=== SUPPLIED PASSAGE ===
# # # #
Primary LanguagePython

Fake Data from Scratch

Andrew Zimolzak, MD, MMSc

Generate structured medical data from "first principles."


What should we do when an algorithm, app, data model, etc. needs some data to practice on? One approach is to take real private health records and deidentify them, but we don't like this approach because it's fraught with problems (see below).

Code explanation


./make_npa_city_state.sh    # needs to be run one time only

Outputs CSV files of demographics + histology + genes, and lab data (patients.csv, labs.csv).

Input files:

Current features

  • Given the reference range for a lab, code will generate values that are usually within this range (for healthy patients) or less likely to be within this range (for sick patients).

  • Code can handle equations that model relationships between labs. For example, hematocrit = hemoglobin * 3. It will also add some "fuzziness" to any specified equation.

  • Code generates repeated labs for the same patient, at random intervals, where "random" is defined in a realistic way. In detail, the distribution of intervals between labs follows the exponential distribution (somewhat like real life). This is another way of saying that the number of lab measurements per unit time follows the Poisson distribution.

  • Code understands that today's lab is affected by the previous lab and how much time has passed since then. In detail, the trend of labs over time is modeled as Brownian motion.
# # # #
=== SUPPLIED MATERIAL ===
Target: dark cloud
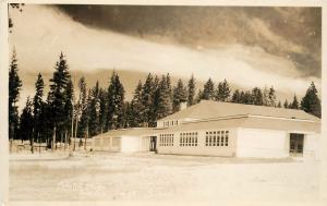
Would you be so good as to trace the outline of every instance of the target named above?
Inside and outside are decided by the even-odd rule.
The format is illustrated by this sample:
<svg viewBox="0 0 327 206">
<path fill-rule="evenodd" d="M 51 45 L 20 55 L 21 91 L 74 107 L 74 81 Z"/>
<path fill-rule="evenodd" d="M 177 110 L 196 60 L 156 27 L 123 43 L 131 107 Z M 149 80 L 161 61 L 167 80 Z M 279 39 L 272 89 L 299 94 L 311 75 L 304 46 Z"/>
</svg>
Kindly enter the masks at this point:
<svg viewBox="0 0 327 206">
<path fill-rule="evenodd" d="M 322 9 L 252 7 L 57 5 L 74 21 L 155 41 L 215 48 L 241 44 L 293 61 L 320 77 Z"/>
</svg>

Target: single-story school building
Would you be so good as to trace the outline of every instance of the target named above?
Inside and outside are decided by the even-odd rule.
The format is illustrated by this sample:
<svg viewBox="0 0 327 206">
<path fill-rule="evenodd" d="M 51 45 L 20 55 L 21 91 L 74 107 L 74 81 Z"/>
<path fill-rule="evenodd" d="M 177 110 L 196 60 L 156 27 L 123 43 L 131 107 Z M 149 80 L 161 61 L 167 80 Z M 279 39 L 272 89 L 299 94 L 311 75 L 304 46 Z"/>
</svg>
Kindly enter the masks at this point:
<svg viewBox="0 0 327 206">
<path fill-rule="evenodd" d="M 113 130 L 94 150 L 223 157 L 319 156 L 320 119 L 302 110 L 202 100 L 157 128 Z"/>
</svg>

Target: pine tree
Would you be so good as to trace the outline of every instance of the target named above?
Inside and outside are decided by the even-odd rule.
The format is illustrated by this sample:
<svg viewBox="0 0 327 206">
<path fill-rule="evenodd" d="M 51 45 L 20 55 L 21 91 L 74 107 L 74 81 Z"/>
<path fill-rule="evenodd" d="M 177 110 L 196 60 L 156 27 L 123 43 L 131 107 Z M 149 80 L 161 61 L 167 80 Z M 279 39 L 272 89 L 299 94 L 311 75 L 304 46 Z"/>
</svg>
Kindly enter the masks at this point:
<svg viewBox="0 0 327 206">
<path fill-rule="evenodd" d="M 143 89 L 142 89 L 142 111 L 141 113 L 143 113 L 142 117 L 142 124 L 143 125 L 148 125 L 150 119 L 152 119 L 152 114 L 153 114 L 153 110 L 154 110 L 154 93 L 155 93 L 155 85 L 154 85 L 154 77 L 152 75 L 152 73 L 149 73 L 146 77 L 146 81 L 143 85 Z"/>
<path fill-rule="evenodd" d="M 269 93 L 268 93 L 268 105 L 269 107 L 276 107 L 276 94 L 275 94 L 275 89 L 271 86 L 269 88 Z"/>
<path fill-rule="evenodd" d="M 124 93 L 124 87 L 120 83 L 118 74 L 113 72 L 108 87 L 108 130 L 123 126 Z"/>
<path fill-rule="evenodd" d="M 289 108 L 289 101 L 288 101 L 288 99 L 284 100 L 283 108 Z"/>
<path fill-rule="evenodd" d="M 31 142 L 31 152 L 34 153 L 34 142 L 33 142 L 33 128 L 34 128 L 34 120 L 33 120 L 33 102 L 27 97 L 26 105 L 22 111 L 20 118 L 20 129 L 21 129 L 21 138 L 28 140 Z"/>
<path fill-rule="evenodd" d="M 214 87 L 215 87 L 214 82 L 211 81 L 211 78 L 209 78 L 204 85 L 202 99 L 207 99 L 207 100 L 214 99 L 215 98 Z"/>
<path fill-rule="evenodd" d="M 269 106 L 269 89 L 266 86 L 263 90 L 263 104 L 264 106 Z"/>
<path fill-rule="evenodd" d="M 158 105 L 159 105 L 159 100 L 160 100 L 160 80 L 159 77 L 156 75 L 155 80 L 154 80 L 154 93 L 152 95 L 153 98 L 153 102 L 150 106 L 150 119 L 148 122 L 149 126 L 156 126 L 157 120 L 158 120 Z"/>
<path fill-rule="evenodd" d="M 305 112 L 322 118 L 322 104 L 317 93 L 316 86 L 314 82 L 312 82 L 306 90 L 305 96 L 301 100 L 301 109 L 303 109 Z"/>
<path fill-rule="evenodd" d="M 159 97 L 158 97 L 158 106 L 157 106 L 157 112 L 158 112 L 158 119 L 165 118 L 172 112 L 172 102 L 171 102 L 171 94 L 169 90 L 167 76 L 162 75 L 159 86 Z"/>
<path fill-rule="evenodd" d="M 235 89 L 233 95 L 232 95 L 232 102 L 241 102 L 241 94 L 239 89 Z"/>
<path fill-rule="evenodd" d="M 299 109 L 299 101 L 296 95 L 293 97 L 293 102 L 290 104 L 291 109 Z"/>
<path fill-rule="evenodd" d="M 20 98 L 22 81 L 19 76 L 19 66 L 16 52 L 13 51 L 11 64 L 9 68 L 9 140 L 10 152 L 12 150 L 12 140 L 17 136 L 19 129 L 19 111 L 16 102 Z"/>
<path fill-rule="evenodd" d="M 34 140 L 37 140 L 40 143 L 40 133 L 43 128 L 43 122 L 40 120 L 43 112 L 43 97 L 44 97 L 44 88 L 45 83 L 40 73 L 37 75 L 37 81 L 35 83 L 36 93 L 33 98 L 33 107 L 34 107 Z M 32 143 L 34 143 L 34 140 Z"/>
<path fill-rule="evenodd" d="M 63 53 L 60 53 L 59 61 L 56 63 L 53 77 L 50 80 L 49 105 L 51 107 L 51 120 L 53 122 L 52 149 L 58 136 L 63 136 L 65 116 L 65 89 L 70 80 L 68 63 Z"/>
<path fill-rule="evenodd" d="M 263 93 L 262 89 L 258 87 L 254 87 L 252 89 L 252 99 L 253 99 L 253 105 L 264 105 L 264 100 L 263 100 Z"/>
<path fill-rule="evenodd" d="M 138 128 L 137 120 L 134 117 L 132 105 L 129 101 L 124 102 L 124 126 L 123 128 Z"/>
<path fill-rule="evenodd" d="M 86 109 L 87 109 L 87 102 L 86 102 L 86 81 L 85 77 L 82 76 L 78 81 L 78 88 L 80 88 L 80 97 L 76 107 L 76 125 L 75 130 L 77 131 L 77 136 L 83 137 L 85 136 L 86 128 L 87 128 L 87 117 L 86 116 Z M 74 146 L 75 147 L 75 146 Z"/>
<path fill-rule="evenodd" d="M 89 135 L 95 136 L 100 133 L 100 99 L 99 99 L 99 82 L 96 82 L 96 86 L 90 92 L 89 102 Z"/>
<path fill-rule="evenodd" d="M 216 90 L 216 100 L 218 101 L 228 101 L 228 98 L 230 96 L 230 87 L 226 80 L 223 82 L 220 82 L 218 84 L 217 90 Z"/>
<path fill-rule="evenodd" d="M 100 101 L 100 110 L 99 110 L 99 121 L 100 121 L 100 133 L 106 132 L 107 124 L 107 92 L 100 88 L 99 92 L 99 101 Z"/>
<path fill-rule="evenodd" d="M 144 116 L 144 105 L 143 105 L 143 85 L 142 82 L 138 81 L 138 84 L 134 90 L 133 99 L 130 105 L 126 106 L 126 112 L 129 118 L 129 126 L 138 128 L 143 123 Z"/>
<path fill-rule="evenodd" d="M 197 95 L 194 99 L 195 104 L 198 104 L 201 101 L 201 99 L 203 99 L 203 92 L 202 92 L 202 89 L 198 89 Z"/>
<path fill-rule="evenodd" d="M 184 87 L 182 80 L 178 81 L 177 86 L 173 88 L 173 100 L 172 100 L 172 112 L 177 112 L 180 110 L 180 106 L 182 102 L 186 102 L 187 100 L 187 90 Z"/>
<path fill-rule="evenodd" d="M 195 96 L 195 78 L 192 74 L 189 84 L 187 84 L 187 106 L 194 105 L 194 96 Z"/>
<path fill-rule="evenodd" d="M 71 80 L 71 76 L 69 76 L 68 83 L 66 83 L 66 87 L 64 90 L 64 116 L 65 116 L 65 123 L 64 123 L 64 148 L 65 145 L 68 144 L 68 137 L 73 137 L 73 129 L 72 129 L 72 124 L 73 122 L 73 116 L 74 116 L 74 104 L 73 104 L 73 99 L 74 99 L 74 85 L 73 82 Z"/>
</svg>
# # # #
=== PROMPT 1 ===
Using the fake medical data page, say whether each statement agrees with it: (a) repeated labs for one patient come at even, fixed intervals; (b) the project prefers deidentifying real private health records; (c) the code adds some fuzziness to any equation that links labs. For each, answer yes or no and quote the deciding words.
=== PROMPT 2 ===
Carry on the fake medical data page, starting right after its last sentence.

=== REPLY 1 ===
(a) No: "Code generates repeated labs for the same patient, at random intervals, where "random" is defined in a realistic way."
(b) No: "we don't like this approach because it's fraught with problems"
(c) Yes: "It will also add some "fuzziness" to any specified equation."

=== REPLY 2 ===
  • Patient name. First and last names reflect the true distribution of names in the US. (But not the joint distribution of first+last, so you can get some ethnically unlikely first+last name pairs like Ahmed Krzyzewski.)

  • Fake contact details such as 315 Pine St, Davidsonville MD 21035. 410-555-0978. ZIP code of residence simulates the real population distribution of the US (all citizens, not just veterans). ZIP is decoded to a real city name. Area code is often correct to the level of city; always correct by state.

  • Which labs: CBC (currently 8 numbers), BMP (about 8 numbers), Calcium, WBC differential.

  • Age, gender. These two variables simulate the joint probability distribution of age & gender in US veterans (all comers, not limited to lung cancer patients, so you get some 29 year olds).

  • limits on Brownian motion so it can't get absurd or negative numbers, K of 25, Hct of 109, etc.

  • Clearly denotes the demographics as fake.

  • Genes. Somewhat realistic distributions of lung cancer mutations based on published literature. Also plausible number of mutations per tumor.

  • Specific diagnosis (really only histology).

  • Stage of cancer including rough idea of T/N/M.

To do

  • Need to do some unit testing of quantile2text() function. Still fails with index out of range error intermittently.

  • ever received platinum containing chemo

  • failed first line treatment

  • date of diagnosis

  • Makefile or tup, especially for downloading.

  • Facility (hospital) name, pathologist name, PCP, oncologist, specimen number.

Lower priority to do

  • Rename the "distribution" csv files so they are recognizable as such.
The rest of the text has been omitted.